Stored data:
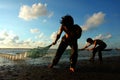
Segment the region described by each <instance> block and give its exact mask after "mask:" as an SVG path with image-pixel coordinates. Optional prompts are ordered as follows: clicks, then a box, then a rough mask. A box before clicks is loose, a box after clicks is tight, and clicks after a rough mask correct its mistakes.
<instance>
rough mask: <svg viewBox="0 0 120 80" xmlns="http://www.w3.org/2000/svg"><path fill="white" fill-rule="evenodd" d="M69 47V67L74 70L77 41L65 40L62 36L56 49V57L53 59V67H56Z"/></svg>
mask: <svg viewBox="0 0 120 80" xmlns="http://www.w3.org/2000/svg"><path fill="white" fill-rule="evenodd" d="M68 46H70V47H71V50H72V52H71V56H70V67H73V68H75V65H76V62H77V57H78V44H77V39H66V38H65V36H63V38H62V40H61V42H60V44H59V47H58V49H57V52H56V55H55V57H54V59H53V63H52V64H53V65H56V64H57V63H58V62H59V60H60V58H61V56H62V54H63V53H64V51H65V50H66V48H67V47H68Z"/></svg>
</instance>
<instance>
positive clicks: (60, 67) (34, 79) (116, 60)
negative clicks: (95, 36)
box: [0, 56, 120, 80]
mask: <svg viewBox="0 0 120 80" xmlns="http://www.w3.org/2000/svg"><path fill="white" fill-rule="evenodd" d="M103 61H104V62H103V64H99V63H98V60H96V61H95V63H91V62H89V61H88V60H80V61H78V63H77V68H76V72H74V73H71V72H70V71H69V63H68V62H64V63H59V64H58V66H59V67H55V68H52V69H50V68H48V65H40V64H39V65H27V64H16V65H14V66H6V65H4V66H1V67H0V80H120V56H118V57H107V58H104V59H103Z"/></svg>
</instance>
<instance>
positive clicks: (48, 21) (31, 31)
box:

HOW TO COMPLETE THIS TASK:
The preceding entries are to be returned verbatim, with every picture excluded.

RESULT:
Segment the region described by each <instance> block and give its exact mask after "mask:" as an SVG path with image-pixel coordinates. Optional prompts are ordered as follows: clicks, then a box, then a rough mask. A box before clicks is loose, a box after clicks is tight, and clicks after a rough mask correct its mistakes.
<instance>
rough mask: <svg viewBox="0 0 120 80" xmlns="http://www.w3.org/2000/svg"><path fill="white" fill-rule="evenodd" d="M69 47V67L74 70L77 41L65 40L62 36L56 49V57L53 59V67H56Z"/></svg>
mask: <svg viewBox="0 0 120 80" xmlns="http://www.w3.org/2000/svg"><path fill="white" fill-rule="evenodd" d="M68 46H70V47H71V50H72V52H71V56H70V67H73V68H75V65H76V62H77V57H78V44H77V39H66V38H65V36H63V38H62V40H61V42H60V44H59V47H58V49H57V52H56V55H55V57H54V59H53V63H52V64H53V65H56V64H57V63H58V62H59V60H60V58H61V56H62V54H63V53H64V51H65V50H66V48H67V47H68Z"/></svg>
</instance>
<instance>
positive clicks: (60, 67) (34, 79) (116, 60)
negative clicks: (95, 36)
box: [0, 56, 120, 80]
mask: <svg viewBox="0 0 120 80" xmlns="http://www.w3.org/2000/svg"><path fill="white" fill-rule="evenodd" d="M103 61H104V62H103V64H99V63H98V60H96V61H95V63H91V62H89V61H88V60H80V61H78V63H77V68H76V72H74V73H71V72H70V71H69V63H68V62H64V63H59V64H58V66H59V67H55V68H52V69H50V68H48V65H40V64H39V65H27V64H16V65H14V66H6V65H4V66H1V67H0V80H120V56H118V57H107V58H104V59H103Z"/></svg>
</instance>
<instance>
positive clicks: (48, 21) (31, 31)
box:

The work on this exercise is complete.